### Data:
"""
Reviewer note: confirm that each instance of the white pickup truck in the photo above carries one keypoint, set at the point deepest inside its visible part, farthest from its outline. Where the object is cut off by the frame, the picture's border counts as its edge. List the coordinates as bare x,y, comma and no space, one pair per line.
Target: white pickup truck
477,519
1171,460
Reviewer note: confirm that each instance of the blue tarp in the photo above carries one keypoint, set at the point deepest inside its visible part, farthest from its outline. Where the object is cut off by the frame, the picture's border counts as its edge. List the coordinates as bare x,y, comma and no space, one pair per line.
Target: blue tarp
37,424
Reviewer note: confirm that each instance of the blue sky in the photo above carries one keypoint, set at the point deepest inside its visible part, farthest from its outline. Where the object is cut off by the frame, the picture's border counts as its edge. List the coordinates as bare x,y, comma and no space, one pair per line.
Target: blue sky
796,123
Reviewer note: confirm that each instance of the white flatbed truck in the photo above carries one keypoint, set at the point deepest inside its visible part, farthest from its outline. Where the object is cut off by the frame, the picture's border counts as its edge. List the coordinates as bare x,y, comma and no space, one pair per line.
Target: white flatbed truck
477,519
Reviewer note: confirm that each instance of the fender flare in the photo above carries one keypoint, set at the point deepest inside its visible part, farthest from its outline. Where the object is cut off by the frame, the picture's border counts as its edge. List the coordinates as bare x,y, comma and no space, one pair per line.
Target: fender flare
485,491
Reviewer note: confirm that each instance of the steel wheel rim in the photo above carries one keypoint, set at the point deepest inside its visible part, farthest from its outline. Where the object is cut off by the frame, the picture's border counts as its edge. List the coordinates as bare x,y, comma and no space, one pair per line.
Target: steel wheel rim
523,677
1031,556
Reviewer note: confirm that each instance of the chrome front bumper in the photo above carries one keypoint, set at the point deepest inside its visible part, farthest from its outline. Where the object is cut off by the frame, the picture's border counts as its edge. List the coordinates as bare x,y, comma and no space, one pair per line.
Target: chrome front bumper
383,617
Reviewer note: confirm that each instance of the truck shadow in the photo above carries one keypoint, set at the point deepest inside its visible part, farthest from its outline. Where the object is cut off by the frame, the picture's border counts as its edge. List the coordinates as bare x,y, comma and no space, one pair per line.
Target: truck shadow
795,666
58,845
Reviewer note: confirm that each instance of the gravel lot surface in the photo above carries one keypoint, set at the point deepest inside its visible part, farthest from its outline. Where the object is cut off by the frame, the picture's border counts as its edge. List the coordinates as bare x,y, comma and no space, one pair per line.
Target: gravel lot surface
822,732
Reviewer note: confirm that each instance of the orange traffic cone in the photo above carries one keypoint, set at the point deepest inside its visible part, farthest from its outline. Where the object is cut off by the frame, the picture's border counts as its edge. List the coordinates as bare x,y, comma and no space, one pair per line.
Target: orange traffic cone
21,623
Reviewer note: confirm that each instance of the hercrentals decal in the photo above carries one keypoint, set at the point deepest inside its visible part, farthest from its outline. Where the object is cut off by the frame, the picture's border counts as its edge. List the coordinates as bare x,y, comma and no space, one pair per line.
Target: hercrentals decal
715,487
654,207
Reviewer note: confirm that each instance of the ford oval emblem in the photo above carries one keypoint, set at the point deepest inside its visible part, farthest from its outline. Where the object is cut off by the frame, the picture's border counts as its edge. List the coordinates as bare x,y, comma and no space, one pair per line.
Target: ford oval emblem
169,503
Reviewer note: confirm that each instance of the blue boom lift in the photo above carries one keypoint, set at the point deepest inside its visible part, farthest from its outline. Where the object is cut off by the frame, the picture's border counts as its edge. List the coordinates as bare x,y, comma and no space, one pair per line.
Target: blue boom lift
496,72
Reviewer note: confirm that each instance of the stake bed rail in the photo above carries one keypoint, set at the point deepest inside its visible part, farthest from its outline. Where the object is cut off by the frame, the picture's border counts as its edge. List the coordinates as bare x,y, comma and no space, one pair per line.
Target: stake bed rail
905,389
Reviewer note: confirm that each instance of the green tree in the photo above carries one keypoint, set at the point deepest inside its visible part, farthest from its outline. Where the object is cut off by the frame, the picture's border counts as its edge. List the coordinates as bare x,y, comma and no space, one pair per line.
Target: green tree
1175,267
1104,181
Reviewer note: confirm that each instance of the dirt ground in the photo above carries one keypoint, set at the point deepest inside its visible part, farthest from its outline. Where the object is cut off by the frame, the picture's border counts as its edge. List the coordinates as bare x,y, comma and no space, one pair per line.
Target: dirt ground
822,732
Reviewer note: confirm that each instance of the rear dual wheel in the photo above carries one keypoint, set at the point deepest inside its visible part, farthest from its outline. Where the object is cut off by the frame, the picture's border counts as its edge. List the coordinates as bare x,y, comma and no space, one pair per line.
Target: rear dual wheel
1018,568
"""
### What is expected:
Produce the whole listing once more, exactly.

### Output for this task:
Reviewer note: confirm that each instance of the white pickup truck in the photo above carries one keypoint, set at the point deepest inside its visible part, farthest from its outline. Where the object is cut off by the frame, the picture's border counts as its edge. List the coordinates as bare x,y, comma and no space, one pair per line.
Target: white pickup truck
477,519
1171,460
Reviewer note: confirm that each instance of the blue tarp in the photo above carries one keypoint, set at the point deepest inside its visible part, farthest from its outline. Where the object is cut off by the frame, the picture's border counts as its edge. List the coordinates as bare x,y, comma and no space, one pair per line.
Target: blue tarp
37,424
Reviewer note: confirm that each instance of the blue sky in the photo above carries one keypoint, set at the point deepest inside its visible part, farthest from its outline. Where the object is cut off by the frame, the picture's border counts as its edge. List the coordinates as bare x,y, comma and no space, one pair per line.
Target: blue sky
796,123
Reviewer note: confirm that each instance of the white flatbed truck in the photo above carries one keypoint, set at the point deepest inside its visible part, farthest from its outline. Where the object is cut off by the frame, the picture's border counts as its edge. List the coordinates as bare x,y, comma and no space, one pair per line.
Target: white flatbed truck
477,519
Reviewer note: confirm that each instance of the fender flare in the photo above carries one keypoint, set at the point deepest inside its visible part, farthest from its outline. Where the object is cut off by the frame, the picture's border counts as its edge. List the coordinates as bare x,y, comma and no space, one pair per line.
Target: fender flare
485,491
Reviewer note: confirm that each instance of the steel wheel rim in the photo above carries one keypoint, set at the point deepest inside its visible part, farthest from its outline. Where the object is cut off by the frame, the picture's border counts as its edge. List the coordinates as bare x,y, comma and no space, one pair per line.
Target: steel wheel rim
523,677
1031,556
Reviewer note: confirm that each instance of the chrome front bumper in the photo above carries one keypoint, set at the point deepest inside its visible part, farthest from its outline. Where the object is cut off by the frame, the picture's border counts as its edge. List the coordinates as bare x,y, comma and no space, one pair per line.
Target: chrome front bumper
383,617
Reviewer note: confirm that each instance of the truck shadow in the photo above carries one keypoint, set at the point deepest inside its visible part, farthest from its outline. Where the object is cut off by the frame, the picture's border counts as its edge. List the coordinates as bare x,y, comma and no space, one pair per line.
Target: truck shadow
795,666
58,845
Reviewer note: confirm that each instance of the gravel lot surface in the photo above carries one keypoint, set at the point deepest inside its visible part, farthest from its outline. Where the object is cut off by the frame, the picture's border counts as its edge. List the coordinates as bare x,y, comma and no space, one pair per line.
Target: gravel lot surface
822,732
Reviewer note: confirm that each instance of the orange traffic cone in the photo above carries one keypoint, set at the point deepest inside its visible part, farthest from its outline. Where the object is cut off by the frame, the picture's border counts as its edge. List the coordinates as bare x,y, comma and no space, one pair per line.
Target: orange traffic cone
21,623
Reviewer note: confirm that each instance of the hercrentals decal in the photo above carries one keypoint, set at the point deepest inside its visible part, farthest from its outline. Where the object is cut off by the frame, the picture's border counts as its edge. List the coordinates as bare x,y, comma and no space, one pair per line.
Target: hercrentals decal
715,487
654,207
Reviewer note: confirm that each instance of the ford oval emblem in the photo above carries one keypoint, set at the point deepest inside its visible part, farthest from its outline. Where the object is cut off by the frame, the picture's border counts as its edge. List the coordinates as bare x,y, comma and no space, one pair per line.
Target: ford oval emblem
169,503
Reviewer note: confirm that each instance of the blue boom lift in the photo above carries one keypoint, set at the point deepest inside its visible part, farthest from its outline. Where the object is cut off by the frame, the picture's border counts as its edge. List the coordinates as bare x,y, comma and no space, one pair per line.
Target: blue boom lift
496,72
Reviewer note: confirm that each instance of the stake bed rail in the photo above carries one keypoint, set at the point deepest inside its visible part, farthest from its outline. Where the object is cut off by the frame, the picture's border counts as its edge. List the coordinates as bare x,y, comma and no space, one pair per line.
Target: stake bed rail
905,389
Reviewer note: confirm that each instance of the green tree in the photo above carries one keypoint, set at the point deepest inside its visible part, farthest from its outline. Where the object is cut off by the frame, the picture's border counts as its edge. List the coordinates as bare x,y, comma and no space, one pair per line.
Target: green tree
1175,267
1104,181
Reviewer note: confirm that each instance of the dirt ground in the photo above carries one keypoint, set at the point deepest inside its visible part, farthest from its outline. Where the object is cut off by the frame, the picture's border counts as its edge. List the coordinates as bare x,y, comma and no space, one pair per line.
Target: dirt ground
822,732
Reviewer note: confirm that each instance of the rear dual wheel in the photo above carries one keypoint, set at the point deepest inside its visible part, farthest from its outline. Where the object is cut off by the frame, the picture's border counts as its edge. List the coordinates as bare x,y, comma and no space, one pair per line.
Target: rear dual wheel
1018,568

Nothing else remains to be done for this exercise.